» Exercise goal: Set out the records below as a JSON list of strings, one string per line with blank lines left out. Start with the line that contains "neck. For each one, return the bounding box." and continue through the line that contains "[114,161,150,172]", including both of those lines.

» Data provided:
◆ ◆ ◆ ◆ ◆
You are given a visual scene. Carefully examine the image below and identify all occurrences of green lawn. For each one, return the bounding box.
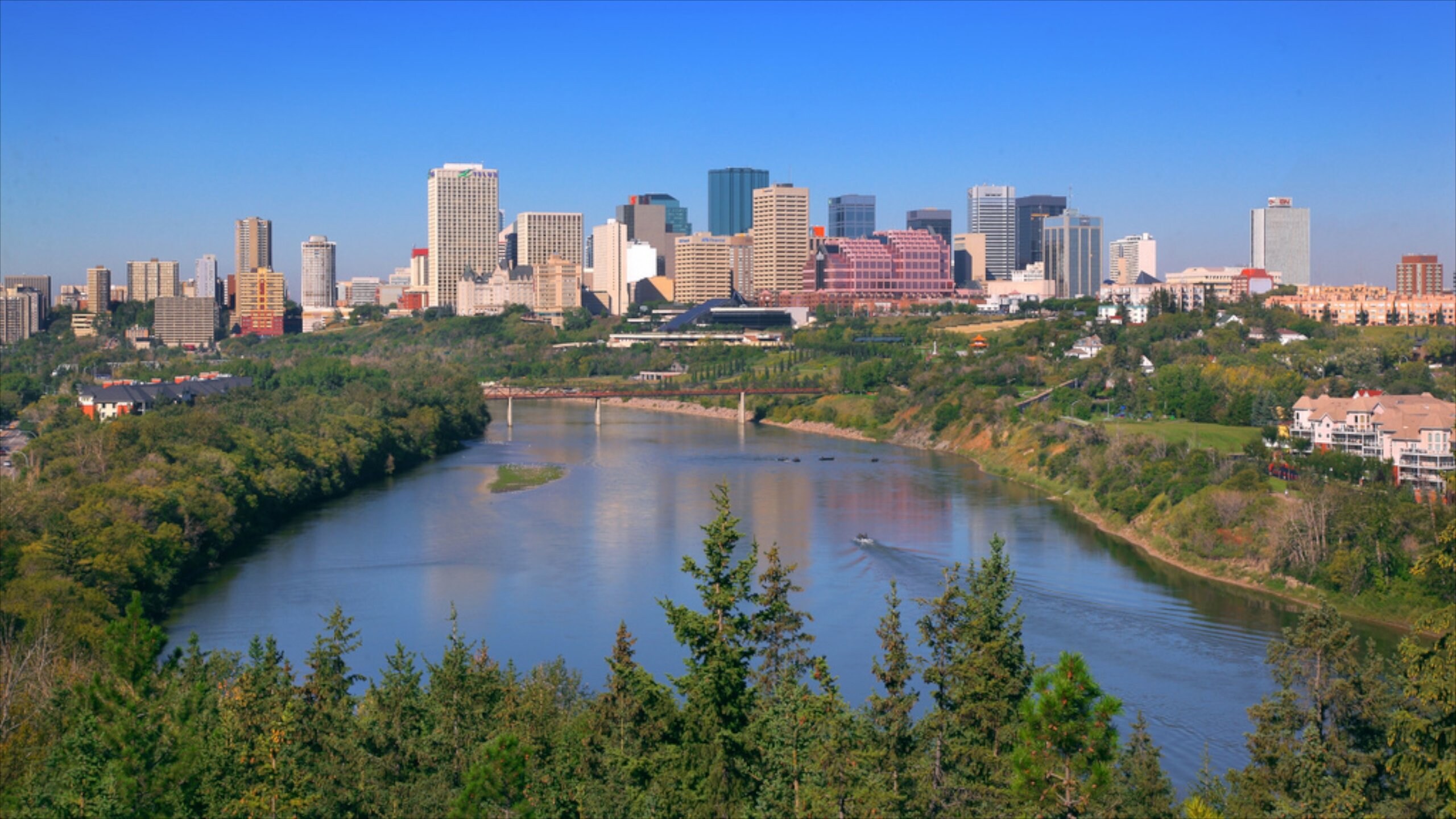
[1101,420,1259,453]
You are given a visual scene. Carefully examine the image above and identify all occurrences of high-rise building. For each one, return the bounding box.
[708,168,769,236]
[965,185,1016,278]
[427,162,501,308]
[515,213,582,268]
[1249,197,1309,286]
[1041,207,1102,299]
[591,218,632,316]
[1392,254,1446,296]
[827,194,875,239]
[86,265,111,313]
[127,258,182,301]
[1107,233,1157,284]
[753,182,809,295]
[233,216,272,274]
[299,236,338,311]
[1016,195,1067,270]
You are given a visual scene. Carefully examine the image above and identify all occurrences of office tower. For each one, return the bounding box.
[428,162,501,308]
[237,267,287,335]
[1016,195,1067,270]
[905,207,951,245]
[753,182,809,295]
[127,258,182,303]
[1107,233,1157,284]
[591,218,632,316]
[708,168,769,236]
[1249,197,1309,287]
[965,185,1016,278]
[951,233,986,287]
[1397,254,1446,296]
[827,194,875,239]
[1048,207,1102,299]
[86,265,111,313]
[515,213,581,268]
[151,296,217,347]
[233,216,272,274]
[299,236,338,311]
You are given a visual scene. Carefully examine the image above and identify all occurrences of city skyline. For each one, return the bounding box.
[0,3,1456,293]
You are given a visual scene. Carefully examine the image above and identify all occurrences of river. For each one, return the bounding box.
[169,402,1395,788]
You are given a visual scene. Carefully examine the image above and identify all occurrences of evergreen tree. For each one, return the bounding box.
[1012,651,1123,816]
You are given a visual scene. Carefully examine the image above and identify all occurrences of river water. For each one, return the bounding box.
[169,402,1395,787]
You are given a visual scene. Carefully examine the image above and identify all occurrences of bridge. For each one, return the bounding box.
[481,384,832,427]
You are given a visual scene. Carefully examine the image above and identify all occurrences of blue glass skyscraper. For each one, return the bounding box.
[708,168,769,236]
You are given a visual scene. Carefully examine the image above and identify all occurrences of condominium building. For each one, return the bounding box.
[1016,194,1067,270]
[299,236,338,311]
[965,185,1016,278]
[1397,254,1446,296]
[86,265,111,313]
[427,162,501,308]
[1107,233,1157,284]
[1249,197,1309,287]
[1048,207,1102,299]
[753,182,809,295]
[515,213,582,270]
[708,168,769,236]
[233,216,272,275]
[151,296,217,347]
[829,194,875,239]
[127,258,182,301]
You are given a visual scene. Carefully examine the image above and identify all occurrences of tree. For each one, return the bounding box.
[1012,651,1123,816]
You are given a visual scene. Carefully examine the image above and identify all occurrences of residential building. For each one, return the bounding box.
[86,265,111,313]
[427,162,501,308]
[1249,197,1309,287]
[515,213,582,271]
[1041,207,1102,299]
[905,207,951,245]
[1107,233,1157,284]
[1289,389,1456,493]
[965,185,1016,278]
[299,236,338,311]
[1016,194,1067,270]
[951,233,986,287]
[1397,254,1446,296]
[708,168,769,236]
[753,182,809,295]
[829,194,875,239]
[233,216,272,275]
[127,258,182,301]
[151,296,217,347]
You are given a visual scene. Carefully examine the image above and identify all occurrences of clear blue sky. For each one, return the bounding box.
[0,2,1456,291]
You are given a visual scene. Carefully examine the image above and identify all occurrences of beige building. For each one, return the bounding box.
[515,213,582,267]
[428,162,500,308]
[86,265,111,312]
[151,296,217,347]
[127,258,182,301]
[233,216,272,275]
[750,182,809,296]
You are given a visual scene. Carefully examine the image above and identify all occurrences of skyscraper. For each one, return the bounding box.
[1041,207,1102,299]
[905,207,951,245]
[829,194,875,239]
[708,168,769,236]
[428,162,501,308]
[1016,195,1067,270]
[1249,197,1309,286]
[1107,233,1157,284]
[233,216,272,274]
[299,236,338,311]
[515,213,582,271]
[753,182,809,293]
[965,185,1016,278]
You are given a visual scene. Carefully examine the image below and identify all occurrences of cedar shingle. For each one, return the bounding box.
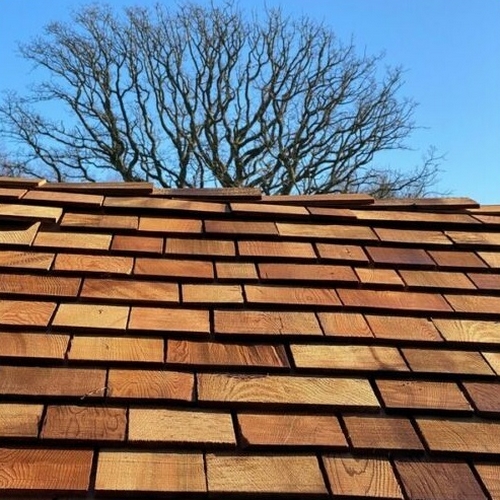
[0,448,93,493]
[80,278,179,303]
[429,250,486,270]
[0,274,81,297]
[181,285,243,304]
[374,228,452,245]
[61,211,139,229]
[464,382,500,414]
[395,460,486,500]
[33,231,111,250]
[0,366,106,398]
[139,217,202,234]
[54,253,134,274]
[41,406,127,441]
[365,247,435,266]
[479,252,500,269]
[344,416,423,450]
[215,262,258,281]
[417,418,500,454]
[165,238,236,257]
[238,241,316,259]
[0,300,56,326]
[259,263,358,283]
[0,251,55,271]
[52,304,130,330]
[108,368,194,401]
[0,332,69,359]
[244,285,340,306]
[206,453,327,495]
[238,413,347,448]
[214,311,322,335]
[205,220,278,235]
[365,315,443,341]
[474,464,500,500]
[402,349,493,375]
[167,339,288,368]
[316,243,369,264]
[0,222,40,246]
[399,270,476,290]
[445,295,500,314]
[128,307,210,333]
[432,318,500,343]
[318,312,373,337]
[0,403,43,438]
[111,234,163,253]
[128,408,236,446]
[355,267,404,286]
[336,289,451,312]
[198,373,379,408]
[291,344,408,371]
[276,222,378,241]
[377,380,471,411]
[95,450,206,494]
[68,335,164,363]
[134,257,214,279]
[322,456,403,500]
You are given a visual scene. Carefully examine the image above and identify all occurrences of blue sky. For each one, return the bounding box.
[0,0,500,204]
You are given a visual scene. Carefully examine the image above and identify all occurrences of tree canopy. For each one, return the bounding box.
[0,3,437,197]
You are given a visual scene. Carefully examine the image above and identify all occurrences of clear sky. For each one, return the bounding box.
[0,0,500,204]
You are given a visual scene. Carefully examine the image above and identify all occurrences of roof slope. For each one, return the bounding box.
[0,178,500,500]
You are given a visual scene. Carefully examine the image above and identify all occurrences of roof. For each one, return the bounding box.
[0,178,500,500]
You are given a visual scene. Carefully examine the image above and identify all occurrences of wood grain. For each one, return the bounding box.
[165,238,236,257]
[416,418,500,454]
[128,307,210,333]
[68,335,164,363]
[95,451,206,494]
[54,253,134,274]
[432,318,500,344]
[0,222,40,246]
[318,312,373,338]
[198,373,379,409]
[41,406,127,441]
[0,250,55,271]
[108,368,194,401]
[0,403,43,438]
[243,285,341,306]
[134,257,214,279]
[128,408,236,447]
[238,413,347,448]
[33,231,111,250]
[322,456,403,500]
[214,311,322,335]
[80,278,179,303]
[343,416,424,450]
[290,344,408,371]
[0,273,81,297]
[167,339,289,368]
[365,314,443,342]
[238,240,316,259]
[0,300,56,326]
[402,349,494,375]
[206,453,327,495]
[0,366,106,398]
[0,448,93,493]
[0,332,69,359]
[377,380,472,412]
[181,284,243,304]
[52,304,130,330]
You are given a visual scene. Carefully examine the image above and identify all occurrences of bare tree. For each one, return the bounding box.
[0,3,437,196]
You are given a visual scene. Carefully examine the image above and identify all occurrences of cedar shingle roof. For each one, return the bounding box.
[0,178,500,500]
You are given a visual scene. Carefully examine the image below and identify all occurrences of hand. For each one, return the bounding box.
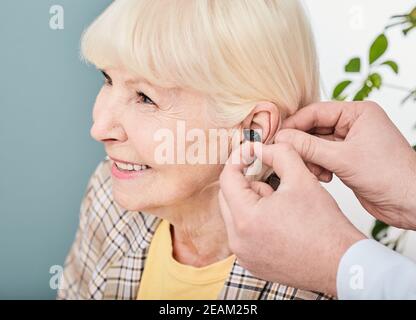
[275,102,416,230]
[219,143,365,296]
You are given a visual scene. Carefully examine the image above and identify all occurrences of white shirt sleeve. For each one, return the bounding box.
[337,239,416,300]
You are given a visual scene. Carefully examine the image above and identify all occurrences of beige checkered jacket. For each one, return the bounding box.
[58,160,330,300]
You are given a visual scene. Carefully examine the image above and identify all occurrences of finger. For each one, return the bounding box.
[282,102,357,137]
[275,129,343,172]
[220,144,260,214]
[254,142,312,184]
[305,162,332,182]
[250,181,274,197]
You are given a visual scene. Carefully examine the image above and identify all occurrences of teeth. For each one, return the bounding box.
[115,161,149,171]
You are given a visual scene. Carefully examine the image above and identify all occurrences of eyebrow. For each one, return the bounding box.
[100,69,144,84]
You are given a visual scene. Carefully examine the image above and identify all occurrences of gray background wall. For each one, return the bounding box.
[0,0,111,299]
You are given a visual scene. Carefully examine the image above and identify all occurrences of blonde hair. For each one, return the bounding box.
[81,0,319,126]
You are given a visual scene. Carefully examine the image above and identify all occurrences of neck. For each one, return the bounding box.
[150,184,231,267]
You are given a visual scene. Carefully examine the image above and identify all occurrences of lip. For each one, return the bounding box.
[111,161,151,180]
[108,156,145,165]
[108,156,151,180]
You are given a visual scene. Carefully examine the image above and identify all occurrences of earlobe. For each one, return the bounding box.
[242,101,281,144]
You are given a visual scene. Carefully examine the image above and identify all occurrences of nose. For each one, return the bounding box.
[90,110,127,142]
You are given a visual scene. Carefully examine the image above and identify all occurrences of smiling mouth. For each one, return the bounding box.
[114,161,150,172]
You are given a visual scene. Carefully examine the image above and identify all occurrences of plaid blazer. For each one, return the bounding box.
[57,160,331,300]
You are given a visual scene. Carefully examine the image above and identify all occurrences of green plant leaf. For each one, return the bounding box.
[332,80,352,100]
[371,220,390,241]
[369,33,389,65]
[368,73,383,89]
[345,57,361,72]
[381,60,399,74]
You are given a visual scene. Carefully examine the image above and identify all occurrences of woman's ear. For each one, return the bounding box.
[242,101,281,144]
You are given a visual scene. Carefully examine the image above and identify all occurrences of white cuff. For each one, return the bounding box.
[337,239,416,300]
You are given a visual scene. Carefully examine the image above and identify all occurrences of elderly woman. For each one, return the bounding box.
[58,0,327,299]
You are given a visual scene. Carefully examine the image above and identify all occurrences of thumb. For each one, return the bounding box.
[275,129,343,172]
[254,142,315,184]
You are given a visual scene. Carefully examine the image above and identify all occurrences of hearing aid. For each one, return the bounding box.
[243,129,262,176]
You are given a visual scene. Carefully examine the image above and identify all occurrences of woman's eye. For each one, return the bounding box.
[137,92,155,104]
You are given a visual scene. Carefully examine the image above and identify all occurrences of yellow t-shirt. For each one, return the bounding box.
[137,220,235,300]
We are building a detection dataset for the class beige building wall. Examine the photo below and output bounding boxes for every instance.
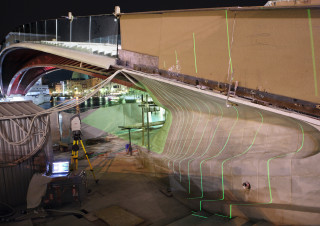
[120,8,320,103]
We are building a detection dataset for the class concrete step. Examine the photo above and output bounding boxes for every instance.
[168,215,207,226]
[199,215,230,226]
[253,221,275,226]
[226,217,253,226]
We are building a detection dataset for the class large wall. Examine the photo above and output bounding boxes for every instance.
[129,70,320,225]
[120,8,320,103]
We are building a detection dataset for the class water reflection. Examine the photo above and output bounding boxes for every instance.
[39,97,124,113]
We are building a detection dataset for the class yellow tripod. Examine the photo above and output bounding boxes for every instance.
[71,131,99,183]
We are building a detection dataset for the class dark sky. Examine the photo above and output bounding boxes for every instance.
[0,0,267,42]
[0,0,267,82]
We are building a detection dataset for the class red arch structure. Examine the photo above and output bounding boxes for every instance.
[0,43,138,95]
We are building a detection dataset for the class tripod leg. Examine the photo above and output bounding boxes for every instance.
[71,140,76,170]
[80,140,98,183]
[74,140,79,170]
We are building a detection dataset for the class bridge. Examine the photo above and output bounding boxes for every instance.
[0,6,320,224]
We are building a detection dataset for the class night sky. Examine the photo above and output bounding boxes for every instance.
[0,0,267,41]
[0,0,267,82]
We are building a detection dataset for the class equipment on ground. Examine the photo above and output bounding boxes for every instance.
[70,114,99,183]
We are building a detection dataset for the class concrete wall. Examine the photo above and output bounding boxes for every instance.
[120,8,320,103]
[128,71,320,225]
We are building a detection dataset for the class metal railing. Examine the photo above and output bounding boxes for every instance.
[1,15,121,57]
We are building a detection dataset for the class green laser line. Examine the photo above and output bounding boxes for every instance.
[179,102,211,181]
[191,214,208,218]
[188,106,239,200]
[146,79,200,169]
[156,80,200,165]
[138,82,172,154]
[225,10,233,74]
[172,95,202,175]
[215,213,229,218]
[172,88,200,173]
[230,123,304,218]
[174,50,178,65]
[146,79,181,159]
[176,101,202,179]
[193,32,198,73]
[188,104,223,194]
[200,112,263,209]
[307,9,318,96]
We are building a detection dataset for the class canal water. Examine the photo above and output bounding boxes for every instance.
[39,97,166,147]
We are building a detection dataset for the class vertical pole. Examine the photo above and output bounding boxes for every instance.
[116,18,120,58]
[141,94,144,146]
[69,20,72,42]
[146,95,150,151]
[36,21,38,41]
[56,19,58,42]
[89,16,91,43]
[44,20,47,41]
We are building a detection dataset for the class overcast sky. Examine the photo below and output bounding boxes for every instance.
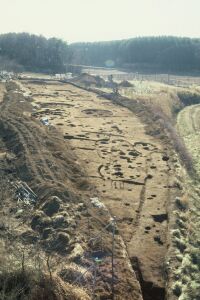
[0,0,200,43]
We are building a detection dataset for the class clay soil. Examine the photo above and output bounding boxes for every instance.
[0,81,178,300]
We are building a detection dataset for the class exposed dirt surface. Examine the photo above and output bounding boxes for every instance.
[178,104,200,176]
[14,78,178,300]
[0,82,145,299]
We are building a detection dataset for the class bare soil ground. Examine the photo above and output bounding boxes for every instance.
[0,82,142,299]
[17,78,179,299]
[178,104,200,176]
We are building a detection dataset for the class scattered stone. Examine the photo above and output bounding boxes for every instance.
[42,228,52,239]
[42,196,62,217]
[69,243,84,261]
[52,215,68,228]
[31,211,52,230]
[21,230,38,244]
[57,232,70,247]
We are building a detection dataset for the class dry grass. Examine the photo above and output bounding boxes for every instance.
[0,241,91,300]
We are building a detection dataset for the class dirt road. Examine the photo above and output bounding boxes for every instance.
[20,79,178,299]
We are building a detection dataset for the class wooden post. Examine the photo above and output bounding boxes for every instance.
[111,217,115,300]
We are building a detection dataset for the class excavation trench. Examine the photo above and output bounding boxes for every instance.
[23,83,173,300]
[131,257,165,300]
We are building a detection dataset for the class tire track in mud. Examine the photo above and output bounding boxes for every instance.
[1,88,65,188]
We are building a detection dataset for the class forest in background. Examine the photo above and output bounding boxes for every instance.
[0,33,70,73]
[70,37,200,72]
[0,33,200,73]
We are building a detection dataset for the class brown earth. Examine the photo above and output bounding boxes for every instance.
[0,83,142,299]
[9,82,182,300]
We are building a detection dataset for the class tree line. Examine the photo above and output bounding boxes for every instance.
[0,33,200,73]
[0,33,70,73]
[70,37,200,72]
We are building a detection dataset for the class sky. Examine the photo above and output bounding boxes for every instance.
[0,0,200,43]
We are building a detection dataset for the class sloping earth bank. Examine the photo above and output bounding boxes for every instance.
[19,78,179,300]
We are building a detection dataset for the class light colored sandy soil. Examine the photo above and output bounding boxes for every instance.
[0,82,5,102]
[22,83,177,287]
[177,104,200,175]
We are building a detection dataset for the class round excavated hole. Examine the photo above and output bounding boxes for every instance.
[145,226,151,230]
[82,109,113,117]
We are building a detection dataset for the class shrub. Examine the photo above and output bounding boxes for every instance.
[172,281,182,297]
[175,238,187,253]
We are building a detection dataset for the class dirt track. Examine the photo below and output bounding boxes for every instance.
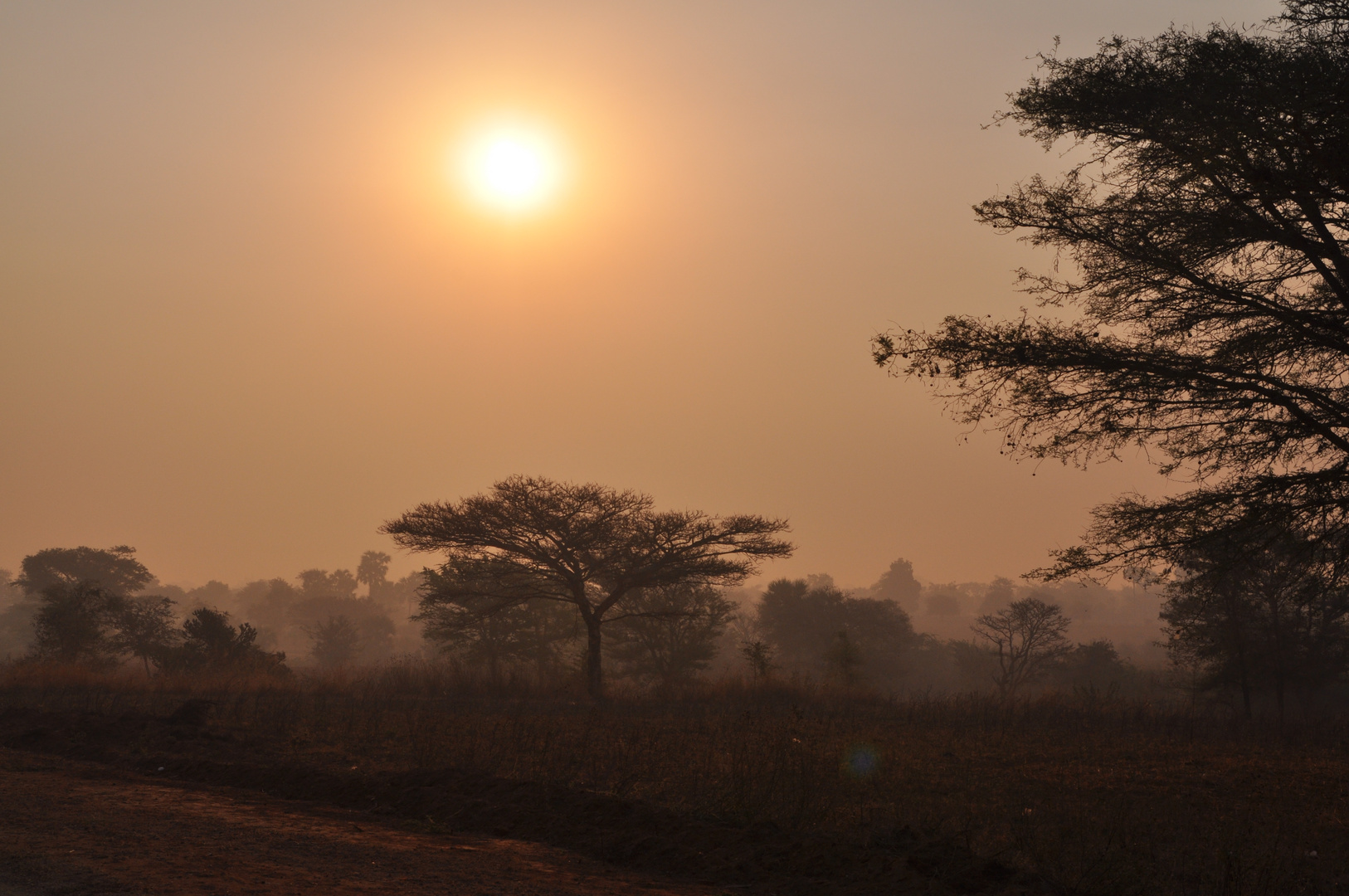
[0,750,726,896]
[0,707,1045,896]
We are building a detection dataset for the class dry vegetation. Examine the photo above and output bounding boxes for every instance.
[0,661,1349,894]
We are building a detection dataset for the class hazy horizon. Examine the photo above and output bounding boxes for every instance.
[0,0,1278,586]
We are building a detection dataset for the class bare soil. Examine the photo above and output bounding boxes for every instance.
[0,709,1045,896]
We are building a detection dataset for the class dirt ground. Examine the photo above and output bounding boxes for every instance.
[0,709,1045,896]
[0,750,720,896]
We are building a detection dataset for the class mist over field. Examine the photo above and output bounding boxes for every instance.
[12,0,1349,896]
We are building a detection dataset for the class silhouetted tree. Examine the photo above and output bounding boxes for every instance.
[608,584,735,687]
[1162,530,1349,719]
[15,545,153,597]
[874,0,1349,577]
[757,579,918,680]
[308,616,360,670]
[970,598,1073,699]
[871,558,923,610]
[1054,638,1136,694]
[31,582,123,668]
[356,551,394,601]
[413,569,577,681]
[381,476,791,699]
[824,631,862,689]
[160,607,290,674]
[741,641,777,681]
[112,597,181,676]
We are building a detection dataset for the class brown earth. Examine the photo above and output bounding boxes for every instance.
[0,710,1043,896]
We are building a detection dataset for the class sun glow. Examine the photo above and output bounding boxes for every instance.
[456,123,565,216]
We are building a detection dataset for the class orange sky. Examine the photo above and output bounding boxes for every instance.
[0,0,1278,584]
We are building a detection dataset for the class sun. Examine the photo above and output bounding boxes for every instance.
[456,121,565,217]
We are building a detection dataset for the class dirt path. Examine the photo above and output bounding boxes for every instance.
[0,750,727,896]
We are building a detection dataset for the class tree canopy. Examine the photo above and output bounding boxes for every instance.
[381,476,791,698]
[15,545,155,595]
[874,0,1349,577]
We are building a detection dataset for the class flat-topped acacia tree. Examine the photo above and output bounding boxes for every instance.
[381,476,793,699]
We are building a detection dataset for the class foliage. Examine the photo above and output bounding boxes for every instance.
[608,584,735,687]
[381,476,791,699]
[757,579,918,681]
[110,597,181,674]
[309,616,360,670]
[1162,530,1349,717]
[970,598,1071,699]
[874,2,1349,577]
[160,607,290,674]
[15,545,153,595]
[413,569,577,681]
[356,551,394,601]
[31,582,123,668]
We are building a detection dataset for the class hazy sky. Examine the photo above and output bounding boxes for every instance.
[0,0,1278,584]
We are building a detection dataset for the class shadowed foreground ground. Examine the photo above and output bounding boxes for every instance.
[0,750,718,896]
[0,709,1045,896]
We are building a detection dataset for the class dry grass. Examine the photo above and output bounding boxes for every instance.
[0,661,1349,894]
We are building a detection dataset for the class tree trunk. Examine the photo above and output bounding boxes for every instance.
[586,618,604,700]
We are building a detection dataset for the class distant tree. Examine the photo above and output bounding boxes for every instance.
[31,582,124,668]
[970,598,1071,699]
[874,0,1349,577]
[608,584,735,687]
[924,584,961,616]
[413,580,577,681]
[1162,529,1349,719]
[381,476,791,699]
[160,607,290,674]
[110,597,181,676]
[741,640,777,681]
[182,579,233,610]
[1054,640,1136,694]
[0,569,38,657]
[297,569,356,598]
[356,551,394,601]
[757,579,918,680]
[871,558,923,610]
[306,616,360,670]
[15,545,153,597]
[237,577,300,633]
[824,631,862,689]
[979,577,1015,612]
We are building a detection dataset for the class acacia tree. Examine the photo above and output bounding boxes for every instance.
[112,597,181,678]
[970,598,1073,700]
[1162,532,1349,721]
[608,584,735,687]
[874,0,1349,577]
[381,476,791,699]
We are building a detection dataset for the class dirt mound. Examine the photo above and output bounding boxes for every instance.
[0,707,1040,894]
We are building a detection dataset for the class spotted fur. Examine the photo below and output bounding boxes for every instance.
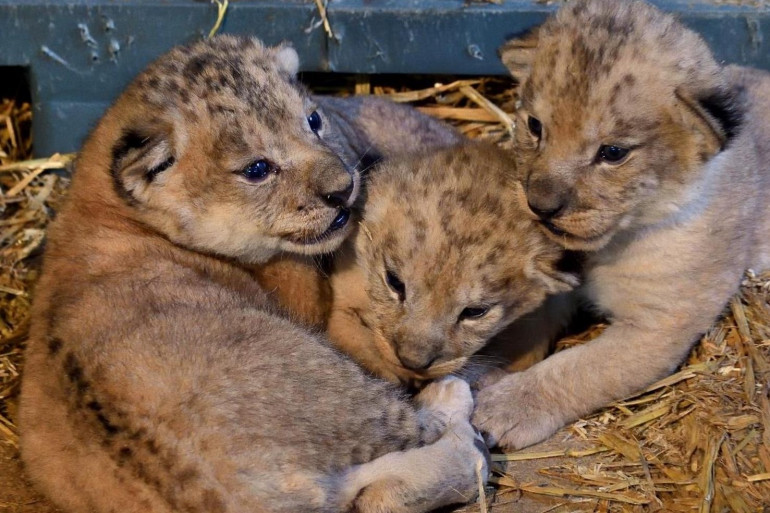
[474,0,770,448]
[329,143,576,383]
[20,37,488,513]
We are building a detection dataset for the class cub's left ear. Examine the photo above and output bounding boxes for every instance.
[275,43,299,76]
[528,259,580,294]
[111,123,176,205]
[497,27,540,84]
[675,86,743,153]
◆ ◆ ◆ ◆ ◆
» Exercise solution:
[
  "You are given a visual scene. Carefully examine the image above and identify all occurrences of neck. For each one, return the bounding box.",
  "[150,184,231,267]",
  "You are given a visual scene. Carefully examine the image above and identify all occurrences of lip. For each one, return the bounding box.",
  "[111,161,151,180]",
  "[108,156,145,165]",
  "[108,156,151,180]",
  "You are given a visual scene. Carefully examine the image above and identify all occurrences of earlobe. For each one, return the bounding box.",
  "[242,101,281,144]",
  "You are given a visual scene. Carefully examine the image above and identify all occurrences of nose. For each one, return the bounding box.",
  "[90,110,127,142]",
  "You are given a visual scene. Carefully examine the image above and identify all occurrences of smiling mouth. For each one, return the bounding box.",
  "[114,161,150,172]"
]